TEKS BACAAN

PERKEMBANGAN KEBUDAYAAN
ISLAM PADA MASA
PEMERINTAHAN
DINASTI-DINASTI KECIL DI TIMUR BAGHDAD
Makalah Ini Ditulis untuk Memenuhi Tugas Mata Kuliah
Sejarah dan Kebudayaan Islam
Dosen Pengampu Murodi,MA
Makalah Disusun oleh:
1. DEDE WAHYUDIN
2. DELVIA MEGASARI
PROGRAM PENDIDIKAN PROPESI GURU
UIN JAKARTA
TAHUN AKADEMIK 2012/2013
KATA
PENGANTAR
Alhamdulillah puji syukur penulis haturkan kepada Allah SWT yang masih
memberikan nafas kehidupan, sehingga penulis dapat menyelesaikan pembuatan
makalah dengan judul “Dinasti-Dinasti Kecil Di
Timur Baghdad”
dengan tepat waktu. Tidak lupa shalawat dan salam selalu tercurahkan kepada
Nabi Muhammad SAW yang merupakan inspirator terbesar dalam segala
keteladanannya. Tidak lupa penulis sampaikan terima kasih kepada dosen pengampu
mata kuliah Sejarah Kebudayaan Islam yang telah memberikan arahan dan bimbingan
dalam pembuatan makalah ini.
Makalah ini dibuat untuk memenuhi salah satu tugas kelompok mata kuliah
Sejarah Kebudayaan Islam dan dipresentasikan dalam pembelajaran di kelas. Dalam
makalah ini akan dibahas mengenai 3 sub pokok bahasan yaitu:
Dinasti
Thahiriyah, Dinasti Shaffariyah, dan Dinasti Samaniyah. Makalah ini dianjurkan untuk dibaca oleh semua
mahasiswa pada umumnya sebagai penambah pengetahuan dan pemahaman sejarah
kebudayaan islam di masa lampau.
Akhirnya penulis sampaikan terima kasih atas perhatiannya terhadap makalah ini,
dan penulis berharap semoga makalah ini bermanfaat bagi tim penulis khususnya
dan pembaca yang budiman pada umumnya. Tak ada gading yang tak retak, begitulah
adanya makalah ini. Dengan segala kerendahan hati, saran-saran dan kritik yang
konstruktif sangat penulis harapkan dari para pembaca guna peningkatan
pembuatan makalah pada tugas yang lain dan pada waktu mendatang.
DAFTAR
ISI
HALAMAN JUDUL
KATA
PENGANTAR
DAFTAR ISI
BAB I. PENDAHULUAN
BAB II. PEMBAHASAN
- Dinasti-Dinasti Kecil Di Timur Baghdad
1.
Dinasti Thahiriyah ( 205-259 H /
820-872 M)
2.
Dinasti Shaffariyah (254 – 290 H /
867 – 903 M)
3.
Dinasti Samaniyah (261 – 389 H /
874 – 999 M)
B.
Kemajuan Ilmu Pengetahun
C.

DATA HASIL EKSTRAKSI
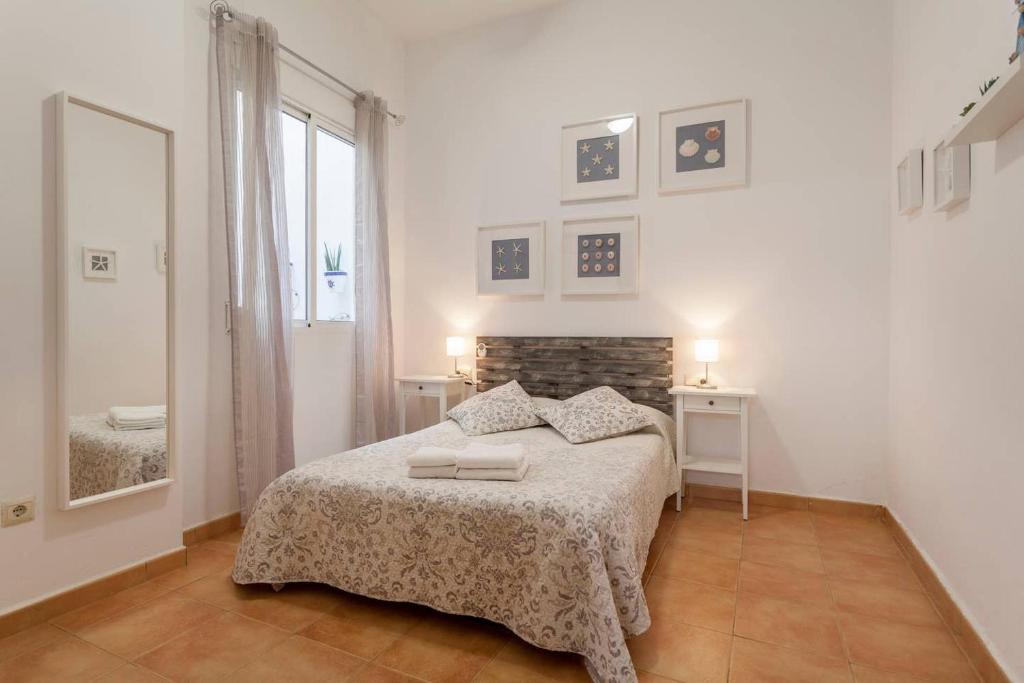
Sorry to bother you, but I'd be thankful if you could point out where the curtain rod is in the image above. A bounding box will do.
[210,0,406,126]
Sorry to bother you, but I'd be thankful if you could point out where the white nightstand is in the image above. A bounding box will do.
[398,375,466,434]
[669,386,757,519]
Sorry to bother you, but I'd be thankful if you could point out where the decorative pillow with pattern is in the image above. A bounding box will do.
[537,387,654,443]
[449,380,544,436]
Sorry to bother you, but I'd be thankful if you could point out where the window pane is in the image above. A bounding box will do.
[281,112,308,321]
[316,128,355,321]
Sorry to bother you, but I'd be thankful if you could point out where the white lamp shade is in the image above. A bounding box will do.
[444,337,466,357]
[693,339,718,362]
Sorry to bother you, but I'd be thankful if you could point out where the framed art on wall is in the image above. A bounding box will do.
[657,99,748,194]
[562,216,640,295]
[562,114,637,202]
[476,220,545,296]
[82,247,118,280]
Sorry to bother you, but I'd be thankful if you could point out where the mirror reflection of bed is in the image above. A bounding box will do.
[58,94,173,507]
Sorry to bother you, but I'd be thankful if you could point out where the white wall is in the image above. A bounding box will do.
[65,103,168,415]
[888,0,1024,680]
[403,0,891,501]
[0,0,404,611]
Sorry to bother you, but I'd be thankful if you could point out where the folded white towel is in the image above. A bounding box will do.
[406,445,459,467]
[456,443,525,470]
[455,462,529,481]
[409,465,457,479]
[106,418,167,431]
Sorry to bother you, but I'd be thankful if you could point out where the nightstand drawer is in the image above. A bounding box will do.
[401,382,447,396]
[683,394,739,413]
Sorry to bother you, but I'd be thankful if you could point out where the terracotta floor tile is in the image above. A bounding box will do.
[654,544,739,590]
[0,624,65,661]
[350,664,422,683]
[0,635,124,683]
[743,508,816,545]
[644,577,736,634]
[729,638,853,683]
[828,579,943,627]
[50,581,170,633]
[79,595,222,659]
[178,572,340,633]
[742,536,824,573]
[626,620,732,683]
[300,594,424,659]
[839,614,976,683]
[821,548,922,591]
[135,612,288,681]
[739,561,833,607]
[226,636,367,683]
[669,524,741,560]
[94,664,167,683]
[375,613,508,683]
[676,508,743,533]
[735,593,846,657]
[814,520,902,557]
[473,638,590,683]
[851,665,937,683]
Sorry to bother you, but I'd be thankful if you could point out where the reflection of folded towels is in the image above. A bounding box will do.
[455,462,529,481]
[456,443,525,470]
[409,465,456,479]
[106,405,167,431]
[406,445,458,467]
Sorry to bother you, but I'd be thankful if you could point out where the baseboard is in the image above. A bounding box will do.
[882,508,1010,683]
[0,548,185,638]
[686,483,884,517]
[181,512,242,547]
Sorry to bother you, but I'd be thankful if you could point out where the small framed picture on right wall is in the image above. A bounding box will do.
[657,99,748,195]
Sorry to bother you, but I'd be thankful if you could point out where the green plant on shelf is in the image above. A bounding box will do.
[324,242,341,272]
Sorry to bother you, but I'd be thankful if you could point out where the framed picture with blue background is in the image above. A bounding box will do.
[562,114,637,202]
[476,220,545,296]
[657,99,748,194]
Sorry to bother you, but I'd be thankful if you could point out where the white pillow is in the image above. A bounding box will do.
[447,380,544,436]
[537,387,654,443]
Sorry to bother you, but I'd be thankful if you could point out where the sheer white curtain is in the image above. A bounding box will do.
[210,9,295,522]
[355,92,398,445]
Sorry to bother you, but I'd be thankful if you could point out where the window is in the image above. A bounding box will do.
[282,108,355,327]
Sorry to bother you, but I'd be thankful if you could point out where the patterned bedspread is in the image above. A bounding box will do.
[68,413,167,500]
[233,411,676,682]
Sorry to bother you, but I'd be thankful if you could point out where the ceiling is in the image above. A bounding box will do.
[362,0,561,41]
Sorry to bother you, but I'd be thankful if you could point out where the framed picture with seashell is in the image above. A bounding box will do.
[657,99,749,194]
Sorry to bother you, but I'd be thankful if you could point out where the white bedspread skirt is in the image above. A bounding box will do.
[233,416,675,683]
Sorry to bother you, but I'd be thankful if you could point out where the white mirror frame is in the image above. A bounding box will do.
[54,92,177,510]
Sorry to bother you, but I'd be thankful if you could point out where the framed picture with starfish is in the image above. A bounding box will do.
[476,220,545,296]
[562,114,637,202]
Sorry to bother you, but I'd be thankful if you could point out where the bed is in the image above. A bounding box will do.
[232,338,678,683]
[68,413,167,500]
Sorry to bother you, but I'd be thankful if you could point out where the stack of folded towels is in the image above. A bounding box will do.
[106,405,167,431]
[407,443,529,481]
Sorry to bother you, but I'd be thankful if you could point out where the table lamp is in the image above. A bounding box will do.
[693,339,718,389]
[444,337,466,377]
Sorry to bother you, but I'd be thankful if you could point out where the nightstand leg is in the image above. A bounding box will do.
[739,398,750,520]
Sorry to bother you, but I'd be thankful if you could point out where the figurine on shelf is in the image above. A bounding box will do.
[1010,0,1024,63]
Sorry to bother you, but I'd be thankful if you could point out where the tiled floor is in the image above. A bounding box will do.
[0,502,979,683]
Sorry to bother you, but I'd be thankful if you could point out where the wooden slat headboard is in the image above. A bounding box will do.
[476,337,672,415]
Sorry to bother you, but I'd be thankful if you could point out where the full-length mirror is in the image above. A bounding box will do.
[56,93,174,508]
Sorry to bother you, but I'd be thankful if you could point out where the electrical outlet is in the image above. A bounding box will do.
[0,497,36,526]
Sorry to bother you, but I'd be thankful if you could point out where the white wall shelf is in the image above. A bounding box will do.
[946,58,1024,146]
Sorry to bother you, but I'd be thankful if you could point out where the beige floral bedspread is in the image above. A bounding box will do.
[233,411,676,682]
[68,413,167,500]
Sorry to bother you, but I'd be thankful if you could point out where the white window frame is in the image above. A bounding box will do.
[282,96,355,331]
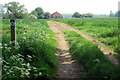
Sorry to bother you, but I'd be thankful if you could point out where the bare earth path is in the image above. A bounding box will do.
[48,21,118,78]
[48,22,84,80]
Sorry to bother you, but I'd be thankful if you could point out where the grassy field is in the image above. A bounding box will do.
[56,18,120,54]
[0,19,58,80]
[0,18,120,80]
[64,31,120,80]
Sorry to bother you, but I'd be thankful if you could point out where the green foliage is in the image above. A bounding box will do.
[4,2,28,19]
[44,12,51,19]
[2,19,58,80]
[31,10,38,17]
[72,12,81,18]
[65,31,120,80]
[56,18,120,53]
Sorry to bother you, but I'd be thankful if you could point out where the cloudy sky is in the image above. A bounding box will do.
[0,0,120,14]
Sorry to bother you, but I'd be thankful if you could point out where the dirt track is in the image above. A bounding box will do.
[48,21,118,78]
[48,22,84,78]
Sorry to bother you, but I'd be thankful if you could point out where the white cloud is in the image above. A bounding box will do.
[1,0,119,14]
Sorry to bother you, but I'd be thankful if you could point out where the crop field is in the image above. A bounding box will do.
[0,18,120,80]
[2,19,58,80]
[56,18,120,53]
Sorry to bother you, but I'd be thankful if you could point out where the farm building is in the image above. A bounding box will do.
[51,11,63,19]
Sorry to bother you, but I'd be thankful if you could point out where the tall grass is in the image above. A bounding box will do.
[64,31,120,80]
[2,20,58,80]
[56,18,120,53]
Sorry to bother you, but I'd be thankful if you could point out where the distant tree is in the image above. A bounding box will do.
[35,7,45,19]
[109,11,115,17]
[86,13,93,17]
[30,10,38,17]
[38,14,45,19]
[72,12,81,18]
[29,14,37,19]
[116,11,120,17]
[4,2,28,19]
[44,12,51,19]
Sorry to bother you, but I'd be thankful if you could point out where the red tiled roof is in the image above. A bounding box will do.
[51,12,62,16]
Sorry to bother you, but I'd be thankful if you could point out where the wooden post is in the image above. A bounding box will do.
[10,20,16,47]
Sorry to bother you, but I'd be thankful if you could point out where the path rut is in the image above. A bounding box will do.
[50,21,119,64]
[48,21,82,79]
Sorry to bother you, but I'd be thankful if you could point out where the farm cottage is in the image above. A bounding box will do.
[51,11,63,19]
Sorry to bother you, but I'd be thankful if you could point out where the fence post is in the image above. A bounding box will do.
[10,20,16,47]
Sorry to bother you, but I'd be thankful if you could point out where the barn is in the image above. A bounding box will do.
[51,11,63,19]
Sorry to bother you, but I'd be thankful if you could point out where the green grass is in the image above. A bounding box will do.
[2,19,58,80]
[64,31,120,80]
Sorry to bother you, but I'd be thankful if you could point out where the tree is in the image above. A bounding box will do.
[86,13,93,17]
[38,14,45,19]
[109,11,115,17]
[72,12,81,18]
[4,2,28,19]
[35,7,44,19]
[44,12,51,19]
[31,10,38,17]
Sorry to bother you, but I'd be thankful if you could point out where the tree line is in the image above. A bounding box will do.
[2,2,51,19]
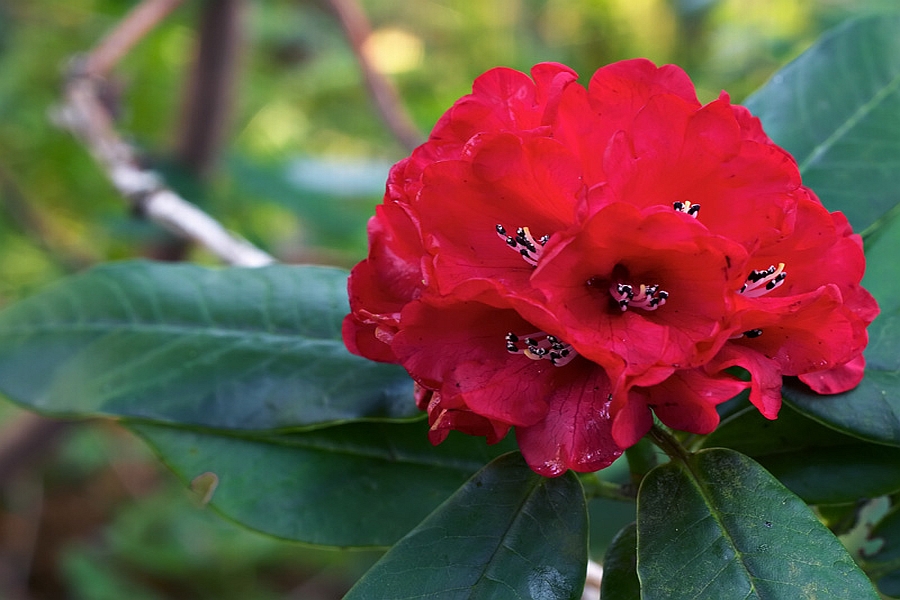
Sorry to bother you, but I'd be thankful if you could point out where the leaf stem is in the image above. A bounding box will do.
[579,473,637,502]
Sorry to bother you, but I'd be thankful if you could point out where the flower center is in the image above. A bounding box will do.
[496,224,550,267]
[738,263,787,298]
[672,200,700,219]
[609,283,669,312]
[506,331,578,367]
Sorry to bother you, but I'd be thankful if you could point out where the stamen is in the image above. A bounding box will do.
[672,200,700,219]
[738,263,787,298]
[506,331,578,367]
[495,224,550,267]
[609,283,669,312]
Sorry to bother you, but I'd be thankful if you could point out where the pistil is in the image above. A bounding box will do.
[672,200,700,219]
[506,331,578,367]
[495,224,550,267]
[738,263,787,298]
[609,283,669,312]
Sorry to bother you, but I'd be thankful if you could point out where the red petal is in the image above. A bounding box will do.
[416,134,582,294]
[640,369,750,435]
[531,203,745,374]
[516,361,622,477]
[800,354,866,394]
[391,301,557,425]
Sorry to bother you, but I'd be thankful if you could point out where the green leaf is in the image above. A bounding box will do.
[637,449,878,600]
[0,262,416,430]
[863,506,900,597]
[703,405,900,504]
[600,523,641,600]
[745,14,900,230]
[784,209,900,446]
[129,420,513,546]
[345,453,587,600]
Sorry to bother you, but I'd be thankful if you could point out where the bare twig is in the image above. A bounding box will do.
[328,0,425,151]
[84,0,184,77]
[581,560,603,600]
[56,0,274,267]
[178,0,247,176]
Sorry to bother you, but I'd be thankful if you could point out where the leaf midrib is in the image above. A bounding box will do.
[0,321,342,343]
[798,73,900,175]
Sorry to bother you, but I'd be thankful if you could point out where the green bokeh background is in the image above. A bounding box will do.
[0,0,896,600]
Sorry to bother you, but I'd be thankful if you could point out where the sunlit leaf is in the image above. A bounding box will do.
[637,449,878,600]
[0,262,416,430]
[346,454,587,600]
[703,405,900,504]
[745,14,900,230]
[130,421,514,546]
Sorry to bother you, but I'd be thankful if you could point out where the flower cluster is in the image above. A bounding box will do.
[344,60,878,476]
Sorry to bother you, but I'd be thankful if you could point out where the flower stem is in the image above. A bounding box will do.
[625,438,658,489]
[652,424,690,464]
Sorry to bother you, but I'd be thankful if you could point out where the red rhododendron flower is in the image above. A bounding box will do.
[344,60,878,476]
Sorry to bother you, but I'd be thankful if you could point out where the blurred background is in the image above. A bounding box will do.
[0,0,896,600]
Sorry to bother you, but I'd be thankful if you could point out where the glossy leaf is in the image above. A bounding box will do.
[863,506,900,597]
[784,209,900,446]
[745,14,900,230]
[0,262,416,430]
[600,523,641,600]
[637,449,878,600]
[130,421,513,546]
[345,453,587,600]
[703,405,900,504]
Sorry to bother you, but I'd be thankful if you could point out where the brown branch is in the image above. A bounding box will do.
[328,0,425,151]
[56,0,274,267]
[83,0,184,77]
[178,0,247,176]
[0,413,70,487]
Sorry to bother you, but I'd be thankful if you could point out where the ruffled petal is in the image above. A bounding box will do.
[516,361,622,477]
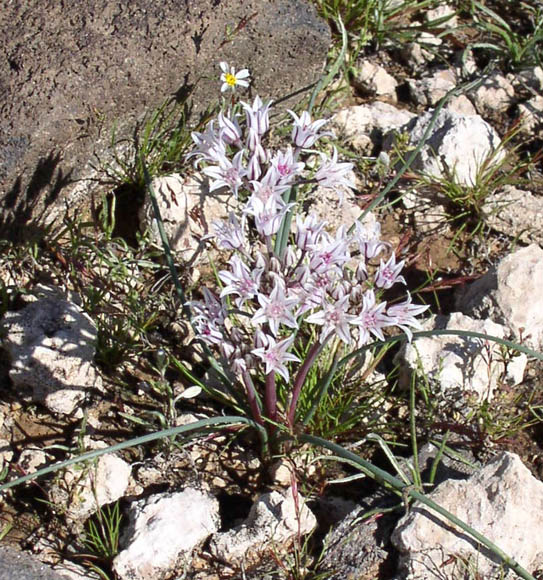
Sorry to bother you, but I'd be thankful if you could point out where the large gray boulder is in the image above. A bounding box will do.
[0,0,330,237]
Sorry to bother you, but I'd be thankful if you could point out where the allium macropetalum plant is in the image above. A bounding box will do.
[189,97,427,446]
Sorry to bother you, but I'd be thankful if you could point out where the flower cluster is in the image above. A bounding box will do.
[191,211,427,381]
[190,78,427,426]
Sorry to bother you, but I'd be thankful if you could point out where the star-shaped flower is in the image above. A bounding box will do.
[251,335,300,382]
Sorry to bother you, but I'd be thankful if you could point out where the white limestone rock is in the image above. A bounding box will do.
[353,60,398,103]
[210,489,317,564]
[482,185,543,246]
[397,312,526,407]
[407,68,456,106]
[518,95,543,135]
[445,95,477,117]
[1,287,102,414]
[50,438,132,528]
[139,173,237,263]
[402,32,443,70]
[509,66,543,94]
[392,453,543,580]
[470,74,515,115]
[398,110,505,186]
[425,4,458,29]
[456,244,543,350]
[113,488,219,580]
[332,101,416,153]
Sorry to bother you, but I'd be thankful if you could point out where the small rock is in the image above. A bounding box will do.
[392,453,543,580]
[402,32,443,71]
[17,447,48,473]
[139,173,236,263]
[407,68,456,106]
[398,312,526,407]
[456,244,543,350]
[470,74,515,115]
[0,544,66,580]
[319,492,398,580]
[307,177,366,232]
[518,95,543,135]
[113,488,219,580]
[396,110,505,186]
[210,489,317,564]
[51,442,131,526]
[2,287,102,414]
[333,101,415,152]
[0,439,13,473]
[53,560,103,580]
[510,66,543,93]
[482,185,543,246]
[425,4,458,29]
[353,60,398,103]
[445,95,477,117]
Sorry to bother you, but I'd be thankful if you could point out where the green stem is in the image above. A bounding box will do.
[264,371,277,434]
[287,333,332,428]
[0,416,268,492]
[299,435,535,580]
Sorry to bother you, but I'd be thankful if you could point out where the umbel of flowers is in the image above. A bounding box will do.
[190,73,427,436]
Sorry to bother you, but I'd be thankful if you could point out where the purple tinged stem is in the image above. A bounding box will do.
[264,371,277,434]
[242,371,264,425]
[287,333,333,428]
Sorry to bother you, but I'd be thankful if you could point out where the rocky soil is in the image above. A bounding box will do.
[0,0,543,580]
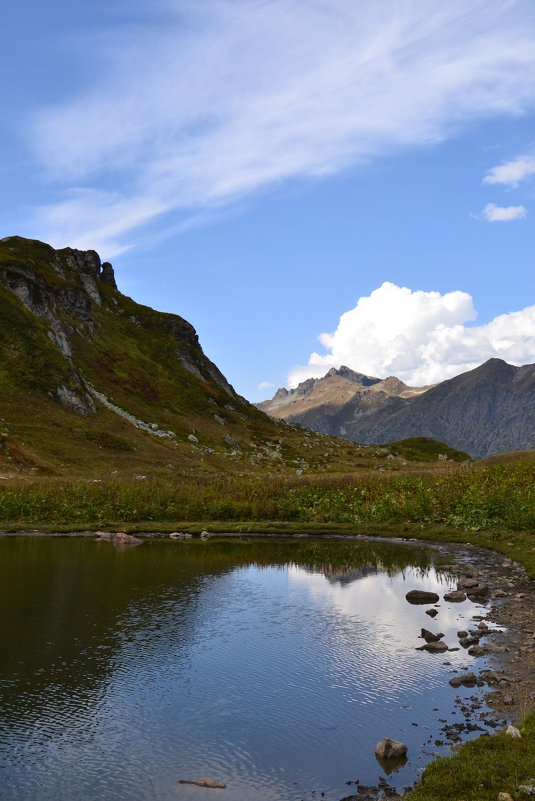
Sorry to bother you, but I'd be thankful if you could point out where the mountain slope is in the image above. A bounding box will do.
[262,359,535,457]
[0,237,428,480]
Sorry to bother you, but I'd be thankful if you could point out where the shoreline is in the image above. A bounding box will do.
[4,526,535,723]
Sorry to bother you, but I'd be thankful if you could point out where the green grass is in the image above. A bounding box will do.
[408,713,535,801]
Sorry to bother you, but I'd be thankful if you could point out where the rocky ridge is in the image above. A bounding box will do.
[258,359,535,458]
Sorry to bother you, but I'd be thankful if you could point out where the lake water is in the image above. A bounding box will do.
[0,537,498,801]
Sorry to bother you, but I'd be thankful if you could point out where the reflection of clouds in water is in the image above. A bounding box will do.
[288,566,484,689]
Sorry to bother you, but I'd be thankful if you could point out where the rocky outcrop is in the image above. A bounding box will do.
[0,237,236,438]
[375,737,407,759]
[258,359,535,457]
[100,261,117,289]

KETENTUAN A
Pada tahun akademik berapa makalah tentang dinasti-dinasti kecil di timur Baghdad ini disusun?
KETENTUAN B
Tolong tuliskan kembali bagian makalah itu, mulai dari "Makalah ini dibuat" dan terus hingga "pada waktu mendatang.".
KETENTUAN C
Dinasti apa saja yang dibahas dalam makalah itu?
Data tersebut berdiri sendiri dan tidak berkaitan dengan makalah.

JAWABAN LENGKAP A
Tahun akademik 2012/2013.

JAWABAN LENGKAP B
Makalah ini dibuat untuk memenuhi salah satu tugas kelompok mata kuliah
Sejarah Kebudayaan Islam dan dipresentasikan dalam pembelajaran di kelas. Dalam
makalah ini akan dibahas mengenai 3 sub pokok bahasan yaitu:
Dinasti
Thahiriyah, Dinasti Shaffariyah, dan Dinasti Samaniyah. Makalah ini dianjurkan untuk dibaca oleh semua
mahasiswa pada umumnya sebagai penambah pengetahuan dan pemahaman sejarah
kebudayaan islam di masa lampau.
Akhirnya penulis sampaikan terima kasih atas perhatiannya terhadap makalah ini,
dan penulis berharap semoga makalah ini bermanfaat bagi tim penulis khususnya
dan pembaca yang budiman pada umumnya. Tak ada gading yang tak retak, begitulah
adanya makalah ini. Dengan segala kerendahan hati, saran-saran dan kritik yang
konstruktif sangat penulis harapkan dari para pembaca guna peningkatan
pembuatan makalah pada tugas yang lain dan pada waktu mendatang.

JAWABAN LENGKAP C
Dinasti Thahiriyah, Dinasti Shaffariyah, dan Dinasti Samaniyah.